EXTRACT TO READ —
* * * * *

Date of Award
Spring 4-18-2025
Degree Type
Dissertation/Thesis
Degree Name
DOCTOR OF PHILOSOPHY
Department
Data Science and Analytics
Committee Chair/First Advisor
Dr. Ramazan Aygun
Second Advisor
Dr. Sherry Ni
Third Advisor
Dr. Mahmut Karakaya
Abstract
Addressing imbalanced datasets is challenging due to machine learning models' inclination to learn the majority class. Graph construction plays a major role in determining how Graph Neural Networks (GNNs) perform on imbalanced datasets. In this research, we introduce the BalancerGNN framework to tackle highly imbalanced datasets, demonstrating its effectiveness in fraud detection as one of the case studies. This framework is designed to work for any binary node classification dataset with significant class imbalances. This research addresses the following questions: i) How effective are feature engineering techniques in the case of imbalanced datasets? ii) How do graph representation learning and construction techniques help with the imbalanced dataset issue? and iii) How effective is it to use the GNN with a weighted loss function with multiple components based on dataset characteristics? The framework has three major components: i) node construction with feature representations, ii) graph construction using balanced neighbor sampling, and iii) GNN training using balanced training batches leveraging a multi-component loss function. For node construction, we have introduced i) Graph-based Variable Clustering (GVC) to optimize feature selection and remove redundancies by analyzing multicollinearity and ii) Encoder-Decoder based Dimensionality Reduction (EDDR) using transformer-based techniques to reduce feature dimensions while keeping important information about textual embeddings intact. The experiments on Medicare, Equifax, IEEE, and Auto insurance fraud datasets highlight the importance of node construction with feature representations. BalancerGNN, trained with balanced batches, outperforms other methods, showing strong abilities in identifying fraud cases, with sensitivity rates ranging from 72.46% to 95.53% across datasets. Additionally, BalancerGNN achieves impressive accuracy rates, ranging from 74.01% to 94.32%. These outcomes underscore the importance of graph representation and neighbor sampling techniques in developing BalancerGNN for fraud detection models in real-world applications.

* * * * *

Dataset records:
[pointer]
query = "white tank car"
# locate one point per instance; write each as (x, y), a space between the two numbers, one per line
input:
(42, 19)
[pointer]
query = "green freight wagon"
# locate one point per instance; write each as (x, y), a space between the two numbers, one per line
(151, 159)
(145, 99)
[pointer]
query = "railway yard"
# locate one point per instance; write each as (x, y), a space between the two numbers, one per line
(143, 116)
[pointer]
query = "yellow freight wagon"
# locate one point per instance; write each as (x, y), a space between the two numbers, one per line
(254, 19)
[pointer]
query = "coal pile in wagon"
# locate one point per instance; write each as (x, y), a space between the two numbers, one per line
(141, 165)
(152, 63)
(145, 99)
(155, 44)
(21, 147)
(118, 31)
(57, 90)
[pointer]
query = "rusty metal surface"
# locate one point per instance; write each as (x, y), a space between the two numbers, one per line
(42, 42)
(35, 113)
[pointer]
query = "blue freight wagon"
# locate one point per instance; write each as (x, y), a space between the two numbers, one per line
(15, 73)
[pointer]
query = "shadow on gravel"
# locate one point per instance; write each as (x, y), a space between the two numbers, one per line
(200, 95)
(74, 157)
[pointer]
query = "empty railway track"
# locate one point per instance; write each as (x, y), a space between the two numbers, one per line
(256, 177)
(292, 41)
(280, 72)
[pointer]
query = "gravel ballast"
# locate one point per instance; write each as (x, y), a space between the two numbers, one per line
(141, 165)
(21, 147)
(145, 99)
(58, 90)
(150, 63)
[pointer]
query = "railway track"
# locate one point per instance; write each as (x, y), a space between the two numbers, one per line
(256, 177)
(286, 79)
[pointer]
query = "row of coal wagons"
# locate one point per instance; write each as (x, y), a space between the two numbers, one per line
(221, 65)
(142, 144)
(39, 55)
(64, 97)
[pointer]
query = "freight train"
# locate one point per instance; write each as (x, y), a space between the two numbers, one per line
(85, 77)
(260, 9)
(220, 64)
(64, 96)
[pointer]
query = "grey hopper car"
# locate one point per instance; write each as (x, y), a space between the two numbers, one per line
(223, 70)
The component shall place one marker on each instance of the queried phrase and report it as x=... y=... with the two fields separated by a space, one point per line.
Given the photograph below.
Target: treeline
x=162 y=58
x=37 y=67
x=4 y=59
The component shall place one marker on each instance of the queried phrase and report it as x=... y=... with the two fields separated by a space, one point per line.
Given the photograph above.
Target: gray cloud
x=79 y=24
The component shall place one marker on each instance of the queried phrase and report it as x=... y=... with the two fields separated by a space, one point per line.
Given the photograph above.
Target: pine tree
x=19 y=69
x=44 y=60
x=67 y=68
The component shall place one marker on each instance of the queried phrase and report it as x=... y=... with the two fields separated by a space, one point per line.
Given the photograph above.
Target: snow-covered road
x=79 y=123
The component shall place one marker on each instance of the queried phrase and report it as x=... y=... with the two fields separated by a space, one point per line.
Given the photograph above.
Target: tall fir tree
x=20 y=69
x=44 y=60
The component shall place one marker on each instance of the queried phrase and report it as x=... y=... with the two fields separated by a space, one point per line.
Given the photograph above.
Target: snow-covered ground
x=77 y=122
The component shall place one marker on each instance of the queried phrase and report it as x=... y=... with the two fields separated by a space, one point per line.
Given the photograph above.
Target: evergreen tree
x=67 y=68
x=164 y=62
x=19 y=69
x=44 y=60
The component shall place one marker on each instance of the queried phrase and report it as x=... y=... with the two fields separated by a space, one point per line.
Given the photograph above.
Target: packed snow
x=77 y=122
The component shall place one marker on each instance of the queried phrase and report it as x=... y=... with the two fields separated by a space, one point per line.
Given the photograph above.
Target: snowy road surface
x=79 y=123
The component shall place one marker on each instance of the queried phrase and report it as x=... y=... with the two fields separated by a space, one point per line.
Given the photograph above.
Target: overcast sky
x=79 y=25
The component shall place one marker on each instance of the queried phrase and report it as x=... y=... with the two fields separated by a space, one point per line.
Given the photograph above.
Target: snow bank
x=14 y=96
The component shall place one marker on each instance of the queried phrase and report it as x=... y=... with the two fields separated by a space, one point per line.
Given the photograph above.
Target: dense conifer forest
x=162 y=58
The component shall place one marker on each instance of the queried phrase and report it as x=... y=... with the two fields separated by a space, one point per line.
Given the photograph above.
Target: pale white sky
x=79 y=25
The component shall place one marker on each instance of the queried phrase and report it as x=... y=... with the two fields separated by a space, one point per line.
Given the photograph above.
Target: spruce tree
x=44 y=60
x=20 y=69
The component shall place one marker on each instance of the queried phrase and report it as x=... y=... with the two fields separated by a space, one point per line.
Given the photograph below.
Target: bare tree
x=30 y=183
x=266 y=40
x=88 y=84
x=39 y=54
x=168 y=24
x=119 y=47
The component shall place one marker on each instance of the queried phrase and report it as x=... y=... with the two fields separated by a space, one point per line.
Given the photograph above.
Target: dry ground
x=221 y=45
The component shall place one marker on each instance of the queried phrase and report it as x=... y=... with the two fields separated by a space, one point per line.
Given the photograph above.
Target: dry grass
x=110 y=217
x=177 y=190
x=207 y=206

* * * * *

EXERCISE DESCRIPTION —
Answer these questions about the dissertation page:
(a) Who served as Committee Chair/First Advisor?
(b) Which four fraud datasets were used in the experiments?
(c) What range of sensitivity rates did BalancerGNN achieve across datasets?

ANSWER TO THIS PROBLEM —
(a) Dr. Ramazan Aygun
(b) Medicare, Equifax, IEEE, and Auto insurance
(c) 72.46% to 95.53%